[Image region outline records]
------------
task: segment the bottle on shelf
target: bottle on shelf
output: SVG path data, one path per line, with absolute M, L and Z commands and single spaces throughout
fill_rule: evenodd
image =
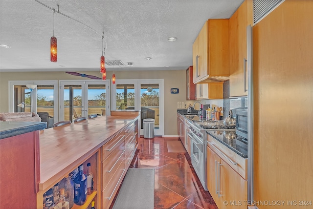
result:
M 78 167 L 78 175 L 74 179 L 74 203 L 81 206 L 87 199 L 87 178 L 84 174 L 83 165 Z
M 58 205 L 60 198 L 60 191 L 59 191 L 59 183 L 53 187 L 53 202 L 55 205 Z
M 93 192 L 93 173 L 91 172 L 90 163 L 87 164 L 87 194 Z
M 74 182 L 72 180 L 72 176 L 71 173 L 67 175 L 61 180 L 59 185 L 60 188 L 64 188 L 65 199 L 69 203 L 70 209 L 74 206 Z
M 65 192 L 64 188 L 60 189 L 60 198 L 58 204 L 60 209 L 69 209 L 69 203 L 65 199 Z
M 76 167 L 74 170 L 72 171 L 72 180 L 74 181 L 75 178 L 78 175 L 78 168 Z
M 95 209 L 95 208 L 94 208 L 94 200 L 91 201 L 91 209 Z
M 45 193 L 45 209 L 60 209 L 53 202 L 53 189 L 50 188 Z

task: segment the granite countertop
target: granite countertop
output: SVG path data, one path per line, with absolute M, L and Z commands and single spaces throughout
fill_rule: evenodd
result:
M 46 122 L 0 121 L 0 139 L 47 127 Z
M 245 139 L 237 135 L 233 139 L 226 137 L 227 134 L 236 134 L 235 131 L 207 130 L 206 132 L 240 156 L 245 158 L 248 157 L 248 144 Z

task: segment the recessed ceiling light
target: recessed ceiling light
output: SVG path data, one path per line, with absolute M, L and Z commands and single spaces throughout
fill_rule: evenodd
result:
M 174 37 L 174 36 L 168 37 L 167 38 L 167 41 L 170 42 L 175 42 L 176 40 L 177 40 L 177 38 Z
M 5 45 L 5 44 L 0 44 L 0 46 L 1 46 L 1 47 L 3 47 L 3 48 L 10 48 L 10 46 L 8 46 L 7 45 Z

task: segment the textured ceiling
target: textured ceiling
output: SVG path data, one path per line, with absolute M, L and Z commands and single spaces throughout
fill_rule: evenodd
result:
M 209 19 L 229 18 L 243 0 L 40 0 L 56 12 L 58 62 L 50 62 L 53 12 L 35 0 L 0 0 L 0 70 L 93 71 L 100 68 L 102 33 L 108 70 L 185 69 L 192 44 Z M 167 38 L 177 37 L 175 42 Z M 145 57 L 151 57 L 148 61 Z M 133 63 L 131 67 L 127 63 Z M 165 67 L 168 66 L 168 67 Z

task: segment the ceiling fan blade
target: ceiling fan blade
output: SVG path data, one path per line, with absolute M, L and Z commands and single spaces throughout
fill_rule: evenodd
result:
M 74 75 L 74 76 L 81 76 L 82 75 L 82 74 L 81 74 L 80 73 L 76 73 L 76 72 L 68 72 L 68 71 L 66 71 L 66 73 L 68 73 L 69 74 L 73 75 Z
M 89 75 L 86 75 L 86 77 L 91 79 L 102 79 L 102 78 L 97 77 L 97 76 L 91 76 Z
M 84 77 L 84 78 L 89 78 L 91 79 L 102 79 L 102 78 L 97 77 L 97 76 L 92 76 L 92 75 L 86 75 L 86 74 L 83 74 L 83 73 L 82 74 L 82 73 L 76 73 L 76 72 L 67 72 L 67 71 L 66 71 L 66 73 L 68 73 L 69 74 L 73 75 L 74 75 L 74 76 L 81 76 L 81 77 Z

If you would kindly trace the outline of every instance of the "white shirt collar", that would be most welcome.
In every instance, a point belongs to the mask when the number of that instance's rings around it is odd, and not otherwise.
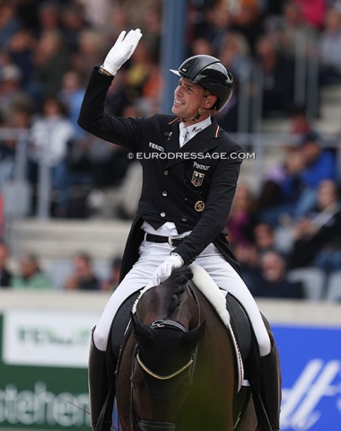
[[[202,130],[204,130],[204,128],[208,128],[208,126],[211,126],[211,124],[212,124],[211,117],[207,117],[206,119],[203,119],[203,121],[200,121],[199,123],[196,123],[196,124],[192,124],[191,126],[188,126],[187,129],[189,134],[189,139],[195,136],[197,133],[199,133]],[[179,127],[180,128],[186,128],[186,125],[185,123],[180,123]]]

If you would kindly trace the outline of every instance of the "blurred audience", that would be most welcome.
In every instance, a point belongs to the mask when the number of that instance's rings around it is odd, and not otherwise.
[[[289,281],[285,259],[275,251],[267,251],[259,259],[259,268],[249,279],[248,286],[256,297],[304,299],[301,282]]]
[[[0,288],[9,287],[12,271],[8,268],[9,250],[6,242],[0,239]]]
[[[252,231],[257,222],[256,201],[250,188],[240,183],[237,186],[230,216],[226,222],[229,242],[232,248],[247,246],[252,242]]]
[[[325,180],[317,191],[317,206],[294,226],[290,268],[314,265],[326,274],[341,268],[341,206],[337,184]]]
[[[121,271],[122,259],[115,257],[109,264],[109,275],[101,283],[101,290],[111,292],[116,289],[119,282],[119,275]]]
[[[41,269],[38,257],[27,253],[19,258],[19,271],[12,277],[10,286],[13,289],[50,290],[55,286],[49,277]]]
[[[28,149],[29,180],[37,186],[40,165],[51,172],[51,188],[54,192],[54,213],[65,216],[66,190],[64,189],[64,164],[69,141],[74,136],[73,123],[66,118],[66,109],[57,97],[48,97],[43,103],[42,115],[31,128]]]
------------
Switch every "segment the" in the records above to "outline the" and write the records out again with nothing else changed. Leave the pictures out.

task: outline the bottle on shelf
target: bottle on shelf
output: SVG path data, one path per line, with absolute M, L and Z commands and single spaces throughout
fill_rule: evenodd
image =
result:
M 78 167 L 78 175 L 74 179 L 74 203 L 81 206 L 87 199 L 87 178 L 84 174 L 83 165 Z
M 58 205 L 60 198 L 60 191 L 59 191 L 59 183 L 53 187 L 53 202 L 55 205 Z
M 93 192 L 93 173 L 91 172 L 90 163 L 87 164 L 87 194 Z
M 74 182 L 72 180 L 72 176 L 71 173 L 67 175 L 61 180 L 59 185 L 60 188 L 64 188 L 65 199 L 69 203 L 70 209 L 74 206 Z
M 65 192 L 64 188 L 60 189 L 60 198 L 58 204 L 60 209 L 69 209 L 69 203 L 65 199 Z
M 76 167 L 74 170 L 72 171 L 72 180 L 74 181 L 75 178 L 78 175 L 78 168 Z
M 95 209 L 95 208 L 94 208 L 94 200 L 91 201 L 91 209 Z
M 45 193 L 45 209 L 60 209 L 53 202 L 53 189 L 50 188 Z

task: outline the granite countertop
target: granite countertop
output: SVG path data, one path per line, with absolute M, L and Z commands and single spaces throughout
fill_rule: evenodd
result:
M 46 122 L 0 121 L 0 139 L 47 127 Z
M 245 139 L 237 135 L 233 139 L 226 137 L 227 134 L 236 134 L 235 131 L 207 130 L 206 132 L 240 156 L 245 158 L 248 157 L 248 144 Z

task: outline the recessed ceiling light
target: recessed ceiling light
output: SVG path data, one path per line, with absolute M, L and Z commands and single spaces throughout
fill_rule: evenodd
result:
M 174 37 L 174 36 L 168 37 L 167 38 L 167 41 L 170 42 L 175 42 L 176 40 L 177 40 L 177 38 Z
M 5 45 L 5 44 L 0 44 L 0 46 L 1 46 L 1 47 L 3 47 L 3 48 L 10 48 L 10 46 L 8 46 L 7 45 Z

task: outline the textured ceiling
target: textured ceiling
output: SVG path data, one path per line, with absolute M, L and Z commands and single spaces throughout
fill_rule: evenodd
result:
M 209 19 L 229 18 L 243 0 L 40 0 L 56 12 L 58 62 L 50 62 L 53 12 L 35 0 L 0 0 L 0 70 L 93 71 L 100 68 L 102 33 L 108 70 L 185 69 L 192 44 Z M 167 38 L 177 37 L 175 42 Z M 145 57 L 151 57 L 148 61 Z M 133 63 L 131 67 L 127 63 Z M 165 67 L 168 66 L 168 67 Z

task: outline the ceiling fan blade
target: ceiling fan blade
output: SVG path data, one path per line, with absolute M, L and Z commands and single spaces throughout
fill_rule: evenodd
result:
M 74 75 L 74 76 L 81 76 L 82 75 L 82 74 L 81 74 L 80 73 L 76 73 L 76 72 L 68 72 L 68 71 L 66 71 L 66 73 L 68 73 L 69 74 L 73 75 Z
M 89 75 L 86 75 L 86 77 L 91 79 L 102 79 L 102 78 L 97 77 L 97 76 L 91 76 Z
M 84 77 L 84 78 L 89 78 L 91 79 L 102 79 L 102 78 L 97 77 L 97 76 L 92 76 L 92 75 L 86 75 L 86 74 L 83 74 L 83 73 L 82 74 L 82 73 L 76 73 L 76 72 L 67 72 L 67 71 L 66 71 L 66 73 L 68 73 L 69 74 L 73 75 L 74 75 L 74 76 L 81 76 L 81 77 Z

If you would kindly trace the outline of every instance of the "white shirt collar", that would be most welcome.
In every instance, a point belongs to the mask when the number of that instance's rings around it is odd, and not otherwise.
[[[202,130],[204,130],[204,128],[208,128],[208,126],[211,126],[211,124],[212,124],[211,117],[207,117],[206,119],[203,119],[203,121],[200,121],[199,123],[196,123],[196,124],[192,124],[191,126],[188,126],[187,129],[189,134],[189,139],[195,136],[197,133],[199,133]],[[179,127],[180,128],[186,128],[186,125],[185,123],[180,123]]]

If you would kindly trace the outline of every instance of the "blurred audience", that would be most welcome.
In every instance, a point belongs to the mask when the number of that instance's rings around it is odd, and not otherwise.
[[[289,281],[285,259],[275,251],[267,251],[259,259],[259,268],[249,279],[248,286],[256,297],[304,299],[301,282]]]
[[[0,288],[9,287],[12,271],[8,268],[9,250],[6,242],[0,239]]]
[[[252,231],[257,222],[256,201],[250,188],[240,183],[237,186],[230,216],[226,222],[229,242],[232,248],[247,246],[252,242]]]
[[[325,180],[317,191],[317,206],[294,226],[290,268],[314,265],[326,274],[341,268],[341,206],[337,184]]]
[[[121,271],[122,259],[115,257],[109,264],[109,275],[101,283],[101,290],[111,292],[116,289],[119,282],[119,275]]]
[[[41,269],[38,257],[27,253],[19,258],[19,271],[12,277],[10,286],[13,289],[50,290],[55,286],[49,277]]]
[[[28,149],[29,180],[37,186],[40,165],[51,172],[51,188],[54,192],[54,213],[65,216],[66,190],[64,189],[64,164],[69,141],[74,136],[73,123],[66,118],[66,109],[57,97],[48,97],[43,103],[42,115],[31,128]]]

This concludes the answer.